| EXTRACTED TEXT |

──────

It is autumn and I am making a pilgrimage by sea to a literary gravestone. On my left rise the primeval, groined, and gullied mountains of Skye; on my right is the wild coast of Knoydart, one of the least populated regions of western Scotland. The colors of the land in this season are heart-stoppingly beautiful. Bracken and birch paint the hills gold, ochre, and saddle-brown; the heather is purple as a winter dusk. Light falls differently in this part of the world, where the air is free of particulate matter. It sweeps fast over the knotted ridges of the mountains in dramatic, cloud-shadowed patterns: Sunlight arrows through the heavens like a silver shaft, picking out a single inlet and scattering its water with diamonds.
I am here in search of one particular cove that lies by a chain of tiny islands to the east of the Sound of Sleat, this stretch of sea, which is now flat as a mirror but can roil like an angry dragon. We drop anchor and launch a small dinghy, which we paddle to shore. The water is so clear that I can see tiny crabs on the sea floor, along with many different kinds of pebble—black mica, white and rose-banded quartz—rain-blue mussels, and whelks as big as my hand. We step ashore into absolute quiet, except for the syncopated shush of the waves.
This is Sandaig Bay, perhaps, after Walden Pond, the most famous retreat of any writer who sought to shun the busy haunts of men and seek solace alone in nature. This is where Gavin Maxwell (1914-1969) lived in a cottage and wrote Ring of Bright Water (1959), a book about finding freedom by living with a pet otter: an otter whose mischievous, irrepressible joy in its environment captivated millions of readers.

──────

| WRITTEN INSTRUCTION 1 |
Write out the Sandaig Bay travel piece above, from "This is Sandaig" up to and including "millions of readers.".
| WRITTEN INSTRUCTION 2 |
Extend the Sandaig Bay travel piece above, picking up right after its final sentence.

──────

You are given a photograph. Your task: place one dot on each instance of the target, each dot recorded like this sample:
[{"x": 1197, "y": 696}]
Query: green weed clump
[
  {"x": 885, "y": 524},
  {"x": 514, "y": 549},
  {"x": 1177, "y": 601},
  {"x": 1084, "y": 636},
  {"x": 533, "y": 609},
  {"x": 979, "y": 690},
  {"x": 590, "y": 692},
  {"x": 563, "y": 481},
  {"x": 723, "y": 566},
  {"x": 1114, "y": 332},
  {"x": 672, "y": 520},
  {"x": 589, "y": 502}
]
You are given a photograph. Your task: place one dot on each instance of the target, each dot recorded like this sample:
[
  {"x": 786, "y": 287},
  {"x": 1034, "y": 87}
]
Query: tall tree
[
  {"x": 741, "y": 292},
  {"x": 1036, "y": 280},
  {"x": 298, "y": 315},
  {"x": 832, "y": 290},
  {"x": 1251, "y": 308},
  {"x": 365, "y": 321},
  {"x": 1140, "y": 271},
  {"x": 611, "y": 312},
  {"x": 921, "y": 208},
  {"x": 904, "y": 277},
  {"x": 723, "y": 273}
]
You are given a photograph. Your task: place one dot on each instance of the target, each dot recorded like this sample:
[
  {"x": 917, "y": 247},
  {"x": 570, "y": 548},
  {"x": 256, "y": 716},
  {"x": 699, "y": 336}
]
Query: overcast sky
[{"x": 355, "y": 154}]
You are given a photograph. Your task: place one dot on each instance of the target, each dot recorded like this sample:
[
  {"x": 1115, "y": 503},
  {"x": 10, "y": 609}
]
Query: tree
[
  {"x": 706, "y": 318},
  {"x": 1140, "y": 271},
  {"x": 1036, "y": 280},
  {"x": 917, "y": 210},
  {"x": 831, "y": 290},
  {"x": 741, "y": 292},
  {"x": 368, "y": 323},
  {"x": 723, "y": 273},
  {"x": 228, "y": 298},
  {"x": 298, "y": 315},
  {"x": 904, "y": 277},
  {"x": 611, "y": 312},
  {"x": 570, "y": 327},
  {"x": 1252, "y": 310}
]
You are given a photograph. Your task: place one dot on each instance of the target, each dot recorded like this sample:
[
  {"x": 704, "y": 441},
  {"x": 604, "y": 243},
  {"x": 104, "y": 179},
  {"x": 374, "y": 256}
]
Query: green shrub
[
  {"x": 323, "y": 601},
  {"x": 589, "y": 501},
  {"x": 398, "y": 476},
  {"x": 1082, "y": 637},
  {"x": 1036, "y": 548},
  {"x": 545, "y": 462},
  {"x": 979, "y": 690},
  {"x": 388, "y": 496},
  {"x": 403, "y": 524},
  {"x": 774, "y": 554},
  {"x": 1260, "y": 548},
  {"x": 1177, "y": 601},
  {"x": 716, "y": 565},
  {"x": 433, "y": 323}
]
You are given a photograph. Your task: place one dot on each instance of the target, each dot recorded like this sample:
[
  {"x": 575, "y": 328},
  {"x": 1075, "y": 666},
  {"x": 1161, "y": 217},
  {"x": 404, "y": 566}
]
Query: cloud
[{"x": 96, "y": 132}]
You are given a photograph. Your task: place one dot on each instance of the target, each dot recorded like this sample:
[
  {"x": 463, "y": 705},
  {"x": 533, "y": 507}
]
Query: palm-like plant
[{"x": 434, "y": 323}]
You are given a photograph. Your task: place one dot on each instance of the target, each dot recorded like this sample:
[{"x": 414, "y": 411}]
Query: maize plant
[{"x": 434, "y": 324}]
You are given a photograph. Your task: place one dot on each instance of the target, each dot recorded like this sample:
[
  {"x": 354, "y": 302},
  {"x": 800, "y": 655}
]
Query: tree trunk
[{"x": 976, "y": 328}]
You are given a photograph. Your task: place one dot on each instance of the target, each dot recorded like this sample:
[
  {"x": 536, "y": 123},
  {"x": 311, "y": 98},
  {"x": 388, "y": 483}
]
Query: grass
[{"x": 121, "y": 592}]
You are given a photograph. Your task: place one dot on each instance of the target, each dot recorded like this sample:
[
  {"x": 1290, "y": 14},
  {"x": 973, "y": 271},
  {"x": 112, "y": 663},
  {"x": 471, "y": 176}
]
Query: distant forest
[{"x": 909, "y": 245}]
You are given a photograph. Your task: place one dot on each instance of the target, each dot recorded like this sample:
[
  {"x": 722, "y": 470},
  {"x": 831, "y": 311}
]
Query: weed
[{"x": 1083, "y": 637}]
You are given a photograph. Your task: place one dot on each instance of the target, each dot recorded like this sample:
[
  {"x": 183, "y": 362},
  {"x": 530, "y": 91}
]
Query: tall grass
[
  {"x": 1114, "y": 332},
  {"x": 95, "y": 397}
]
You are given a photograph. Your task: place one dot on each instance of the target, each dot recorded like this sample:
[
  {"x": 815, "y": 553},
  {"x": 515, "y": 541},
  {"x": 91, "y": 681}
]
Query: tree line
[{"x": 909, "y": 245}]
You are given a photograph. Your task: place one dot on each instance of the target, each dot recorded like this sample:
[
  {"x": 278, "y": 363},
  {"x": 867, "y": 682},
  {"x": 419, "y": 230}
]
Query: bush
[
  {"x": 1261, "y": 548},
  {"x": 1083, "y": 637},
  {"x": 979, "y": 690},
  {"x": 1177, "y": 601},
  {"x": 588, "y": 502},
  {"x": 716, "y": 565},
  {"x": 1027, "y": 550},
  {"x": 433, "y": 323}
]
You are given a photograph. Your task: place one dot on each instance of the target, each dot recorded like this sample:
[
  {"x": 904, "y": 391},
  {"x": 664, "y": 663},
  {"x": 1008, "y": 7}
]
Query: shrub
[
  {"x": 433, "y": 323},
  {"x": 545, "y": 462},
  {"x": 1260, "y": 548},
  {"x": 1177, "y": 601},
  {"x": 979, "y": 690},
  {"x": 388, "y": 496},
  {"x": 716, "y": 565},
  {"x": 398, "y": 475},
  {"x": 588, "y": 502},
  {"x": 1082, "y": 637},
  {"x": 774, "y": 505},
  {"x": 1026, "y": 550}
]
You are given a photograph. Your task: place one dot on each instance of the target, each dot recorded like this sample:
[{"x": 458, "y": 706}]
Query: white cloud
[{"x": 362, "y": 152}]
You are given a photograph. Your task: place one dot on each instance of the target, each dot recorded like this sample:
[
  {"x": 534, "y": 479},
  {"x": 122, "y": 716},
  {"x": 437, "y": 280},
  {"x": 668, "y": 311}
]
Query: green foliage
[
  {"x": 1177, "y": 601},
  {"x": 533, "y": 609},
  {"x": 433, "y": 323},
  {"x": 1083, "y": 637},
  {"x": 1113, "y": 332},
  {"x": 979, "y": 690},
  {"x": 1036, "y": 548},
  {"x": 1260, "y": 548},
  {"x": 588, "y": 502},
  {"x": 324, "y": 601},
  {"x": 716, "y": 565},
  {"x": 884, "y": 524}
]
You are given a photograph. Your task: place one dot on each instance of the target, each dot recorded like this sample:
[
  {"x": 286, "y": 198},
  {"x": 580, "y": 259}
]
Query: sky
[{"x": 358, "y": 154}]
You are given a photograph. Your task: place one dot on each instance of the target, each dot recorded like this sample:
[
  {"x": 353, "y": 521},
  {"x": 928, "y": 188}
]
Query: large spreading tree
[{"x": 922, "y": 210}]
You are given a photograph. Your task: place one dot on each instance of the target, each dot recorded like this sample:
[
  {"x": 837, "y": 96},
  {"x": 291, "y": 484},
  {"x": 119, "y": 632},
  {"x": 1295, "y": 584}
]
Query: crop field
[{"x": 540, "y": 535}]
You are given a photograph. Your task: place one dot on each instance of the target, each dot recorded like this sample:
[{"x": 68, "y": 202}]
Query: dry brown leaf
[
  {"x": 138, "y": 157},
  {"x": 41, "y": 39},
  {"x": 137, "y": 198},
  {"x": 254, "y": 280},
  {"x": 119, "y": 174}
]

──────

| FINAL ANSWER 1 |
This is Sandaig Bay, perhaps, after Walden Pond, the most famous retreat of any writer who sought to shun the busy haunts of men and seek solace alone in nature. This is where Gavin Maxwell (1914-1969) lived in a cottage and wrote Ring of Bright Water (1959), a book about finding freedom by living with a pet otter: an otter whose mischievous, irrepressible joy in its environment captivated millions of readers.

| FINAL ANSWER 2 |
As we scramble up the beach, the full panorama of the view Maxwell enjoyed becomes apparent. The south-facing bay is like a theater stage, with the whole Sound of Sleat for its audience and the mountains of Knoydart and Skye as its wings. All his life, Maxwell was drawn to drama: fast cars, rough terrain, and narrow squeaks. His writing has a precise physical alertness that excites attention, as in the very first line of Ring of Bright Water:
Alas, Maxwell’s cottage no longer exists: It burned down in 1968, killing Edal, one of the otters he loved. But the “ring of bright water,” which consists of sea on one side and a freshwater stream that leaps downhill through a series of waterfalls on the other, remains. And there are two small memorial stones, one to Maxwell and one commemorating Edal, both of which are covered in shells and pebbles wayfarers have gathered from the shore.
Maxwell still attracts visitors. Yet, beyond his association with otters, he is not well known. His 10 other books of political writing, travelogue, and memoir are neglected. This past year, the centenary of his birth, offered an opportunity to remember a fascinating character whose life was galvanized by contradiction.
Maxwell was born into both privilege and loss. He was an aristocrat, a grandson of the duke of Northumberland, and could trace his lineage back to William the Conqueror. (He was also distantly related to Lord Byron.) He grew up on a rambling baronial estate at Monreith in the Scottish lowlands and was able to fulfill the dream of many children: to roam at liberty among hundreds of acres of land filled with birds, animals, and plants that he could collect as specimens—live or dead.
However, his officer father was killed in 1914 in one of the early battles of World War I. Gavin’s birth occurred three months before this tragedy, and the shadow of his father’s uniform hanging in the hall likely contributed to Maxwell’s need to excel at conventionally masculine pursuits: He was a crack shot and a rugged outdoorsman. Meanwhile, his mother’s cosseting and determination that her children should be raised in the moral segregation of her strict Catholic Apostolic faith fostered a strain of solitude and sensitivity that made him instinctively withdraw from the demands of urban life.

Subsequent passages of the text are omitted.